*Point placement records:*
start

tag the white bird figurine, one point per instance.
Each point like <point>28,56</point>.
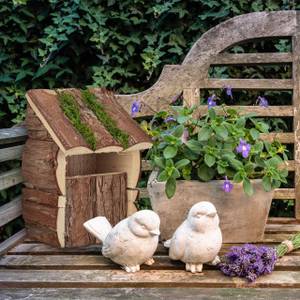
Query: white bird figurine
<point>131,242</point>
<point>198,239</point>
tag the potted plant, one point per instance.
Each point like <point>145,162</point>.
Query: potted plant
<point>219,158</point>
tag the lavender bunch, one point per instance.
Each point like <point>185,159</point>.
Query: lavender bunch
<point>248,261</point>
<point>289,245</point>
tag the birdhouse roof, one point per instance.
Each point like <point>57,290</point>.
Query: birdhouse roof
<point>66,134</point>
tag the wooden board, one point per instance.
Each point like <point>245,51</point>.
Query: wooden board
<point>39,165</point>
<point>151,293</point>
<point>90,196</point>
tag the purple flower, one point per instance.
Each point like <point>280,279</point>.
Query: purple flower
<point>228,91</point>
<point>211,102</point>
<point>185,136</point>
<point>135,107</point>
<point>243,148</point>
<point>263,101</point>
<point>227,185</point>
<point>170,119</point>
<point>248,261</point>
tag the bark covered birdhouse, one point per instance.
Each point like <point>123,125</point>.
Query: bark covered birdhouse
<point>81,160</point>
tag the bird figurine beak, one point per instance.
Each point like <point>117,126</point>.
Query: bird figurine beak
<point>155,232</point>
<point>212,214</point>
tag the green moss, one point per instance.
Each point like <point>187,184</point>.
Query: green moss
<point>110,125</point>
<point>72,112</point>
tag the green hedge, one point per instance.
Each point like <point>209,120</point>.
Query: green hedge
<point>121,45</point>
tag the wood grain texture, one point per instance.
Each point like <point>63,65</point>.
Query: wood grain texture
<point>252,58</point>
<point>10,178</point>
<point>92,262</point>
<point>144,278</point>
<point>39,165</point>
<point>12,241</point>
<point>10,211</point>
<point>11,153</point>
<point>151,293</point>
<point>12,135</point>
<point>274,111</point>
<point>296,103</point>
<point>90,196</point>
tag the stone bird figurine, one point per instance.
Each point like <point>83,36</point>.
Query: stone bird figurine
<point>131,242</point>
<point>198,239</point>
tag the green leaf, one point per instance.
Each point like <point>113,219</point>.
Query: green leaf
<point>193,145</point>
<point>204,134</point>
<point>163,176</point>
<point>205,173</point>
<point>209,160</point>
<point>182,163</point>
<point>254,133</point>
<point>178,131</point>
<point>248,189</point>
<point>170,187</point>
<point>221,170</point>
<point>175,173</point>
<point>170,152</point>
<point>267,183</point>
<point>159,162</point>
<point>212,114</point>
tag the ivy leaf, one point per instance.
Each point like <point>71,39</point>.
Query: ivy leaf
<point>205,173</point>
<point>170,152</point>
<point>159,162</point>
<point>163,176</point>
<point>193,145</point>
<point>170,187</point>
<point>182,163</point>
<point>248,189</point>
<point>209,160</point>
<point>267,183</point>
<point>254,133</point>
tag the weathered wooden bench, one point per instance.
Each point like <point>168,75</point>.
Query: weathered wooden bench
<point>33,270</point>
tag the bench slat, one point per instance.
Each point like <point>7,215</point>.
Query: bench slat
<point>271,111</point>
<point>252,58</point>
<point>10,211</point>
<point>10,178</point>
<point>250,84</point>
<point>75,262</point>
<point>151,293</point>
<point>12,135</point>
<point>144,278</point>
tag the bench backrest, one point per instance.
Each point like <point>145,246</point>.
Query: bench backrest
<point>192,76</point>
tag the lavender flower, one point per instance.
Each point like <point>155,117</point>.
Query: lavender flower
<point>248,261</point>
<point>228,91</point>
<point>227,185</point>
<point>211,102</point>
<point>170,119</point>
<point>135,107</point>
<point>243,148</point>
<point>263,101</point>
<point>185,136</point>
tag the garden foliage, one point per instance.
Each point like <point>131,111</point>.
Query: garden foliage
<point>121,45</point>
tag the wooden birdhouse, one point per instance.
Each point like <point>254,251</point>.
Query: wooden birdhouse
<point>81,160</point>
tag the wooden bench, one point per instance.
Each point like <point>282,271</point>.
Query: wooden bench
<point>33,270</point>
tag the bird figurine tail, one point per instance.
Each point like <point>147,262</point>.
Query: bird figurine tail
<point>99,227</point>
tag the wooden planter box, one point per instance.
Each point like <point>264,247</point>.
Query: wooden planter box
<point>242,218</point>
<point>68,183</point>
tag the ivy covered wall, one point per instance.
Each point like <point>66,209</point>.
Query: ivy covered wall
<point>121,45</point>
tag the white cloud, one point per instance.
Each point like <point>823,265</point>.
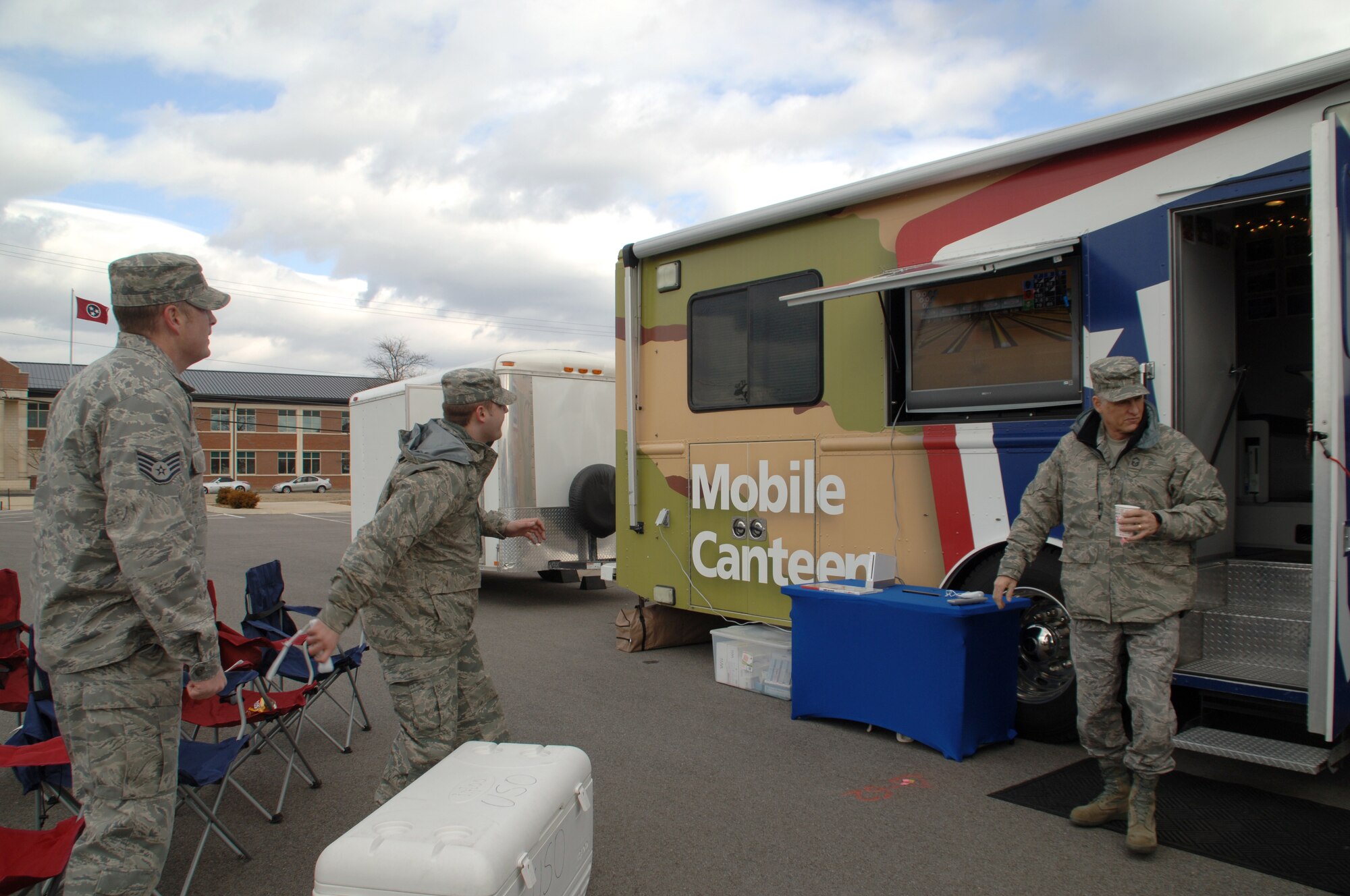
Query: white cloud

end

*Problem requirements:*
Format every line of the records above as a numbered list, skipping blank lines. Leave the pictures out of your answer.

*Result:*
1. tag the white bird figurine, one point per instance.
2. Each point like <point>28,56</point>.
3. Query: white bird figurine
4. <point>131,242</point>
5. <point>198,239</point>
6. tag the potted plant, one point per instance.
7. Each point like <point>145,162</point>.
8. Query: potted plant
9. <point>219,158</point>
10. tag the lavender bunch, one point per instance.
11. Each point like <point>185,159</point>.
12. Query: lavender bunch
13. <point>248,261</point>
14. <point>289,245</point>
15. tag the birdhouse roof, one point per instance.
16. Each point like <point>57,290</point>.
17. Query: birdhouse roof
18. <point>66,134</point>
19. tag the wooden board, one point per instance.
20. Each point like <point>245,51</point>.
21. Query: wooden board
22. <point>39,165</point>
23. <point>151,293</point>
24. <point>90,196</point>
25. tag the purple flower, one point per instance.
26. Each point like <point>280,279</point>.
27. Query: purple flower
28. <point>228,91</point>
29. <point>211,102</point>
30. <point>185,136</point>
31. <point>135,107</point>
32. <point>243,148</point>
33. <point>263,101</point>
34. <point>227,185</point>
35. <point>170,119</point>
36. <point>248,261</point>
37. tag the bark covered birdhouse, one point per instance.
38. Each point like <point>123,125</point>.
39. Query: bark covered birdhouse
40. <point>81,160</point>
41. tag the bird figurine beak, one point per instance.
42. Each point like <point>117,126</point>.
43. Query: bird figurine beak
44. <point>155,232</point>
45. <point>212,214</point>
46. tag the green moss, one point per instance.
47. Each point like <point>187,184</point>.
48. Query: green moss
49. <point>110,125</point>
50. <point>72,112</point>
51. tag the green hedge, one point per instance.
52. Each point like <point>209,120</point>.
53. Query: green hedge
54. <point>121,45</point>
55. tag the wood grain texture, one point per instance.
56. Each point like <point>63,65</point>.
57. Query: wood grain texture
58. <point>252,58</point>
59. <point>10,178</point>
60. <point>92,262</point>
61. <point>144,278</point>
62. <point>39,165</point>
63. <point>12,241</point>
64. <point>10,211</point>
65. <point>11,153</point>
66. <point>151,293</point>
67. <point>12,135</point>
68. <point>274,111</point>
69. <point>296,103</point>
70. <point>90,196</point>
71. tag the stone bird figurine, one point per instance.
72. Each point like <point>83,36</point>.
73. Query: stone bird figurine
74. <point>131,242</point>
75. <point>198,239</point>
76. tag the green leaf, one point per instance.
77. Each point like <point>113,219</point>.
78. Query: green leaf
79. <point>193,145</point>
80. <point>204,134</point>
81. <point>163,176</point>
82. <point>205,173</point>
83. <point>209,160</point>
84. <point>182,163</point>
85. <point>254,133</point>
86. <point>178,131</point>
87. <point>248,189</point>
88. <point>170,187</point>
89. <point>221,170</point>
90. <point>175,173</point>
91. <point>170,152</point>
92. <point>267,183</point>
93. <point>159,162</point>
94. <point>212,114</point>
95. tag the ivy leaf, one point per instance.
96. Each point like <point>71,39</point>.
97. Query: ivy leaf
98. <point>205,173</point>
99. <point>170,152</point>
100. <point>159,162</point>
101. <point>163,176</point>
102. <point>193,145</point>
103. <point>170,187</point>
104. <point>182,163</point>
105. <point>248,189</point>
106. <point>209,160</point>
107. <point>267,183</point>
108. <point>254,133</point>
109. tag the weathered wooden bench, one point per instance.
110. Each point like <point>168,75</point>.
111. Query: weathered wooden bench
112. <point>33,270</point>
113. tag the bench slat, one point per instance.
114. Each point like <point>7,215</point>.
115. Query: bench slat
116. <point>271,111</point>
117. <point>252,58</point>
118. <point>10,211</point>
119. <point>10,178</point>
120. <point>250,84</point>
121. <point>75,262</point>
122. <point>151,293</point>
123. <point>12,135</point>
124. <point>144,278</point>
125. tag the bench backrest, one point per instance.
126. Each point like <point>145,246</point>.
127. Query: bench backrest
128. <point>192,76</point>
129. tag the lavender flower, one point per instance.
130. Each point like <point>155,117</point>.
131. Query: lavender flower
132. <point>248,261</point>
133. <point>228,91</point>
134. <point>227,185</point>
135. <point>211,102</point>
136. <point>170,119</point>
137. <point>135,107</point>
138. <point>243,148</point>
139. <point>263,101</point>
140. <point>185,136</point>
141. tag the garden foliage, one point per instance.
142. Each point like <point>131,111</point>.
143. Query: garden foliage
144. <point>121,45</point>
145. tag the wooden birdhouse, one point per instance.
146. Each point like <point>254,251</point>.
147. Query: wooden birdhouse
148. <point>81,160</point>
149. tag the wooden bench, one point per instance.
150. Each point like <point>282,271</point>.
151. Query: wooden bench
152. <point>33,270</point>
153. tag the bird figurine tail, one point per instance.
154. Each point like <point>147,262</point>.
155. Query: bird figurine tail
156. <point>99,227</point>
157. tag the wooden planter box, one point per instance.
158. Each point like <point>264,247</point>.
159. Query: wooden planter box
160. <point>242,218</point>
161. <point>68,183</point>
162. tag the ivy covered wall, one point per instance.
163. Each point like <point>66,209</point>.
164. Query: ivy covered wall
165. <point>121,45</point>
166. tag the white cloud, one point per instance.
167. Each point like <point>823,265</point>.
168. Query: white cloud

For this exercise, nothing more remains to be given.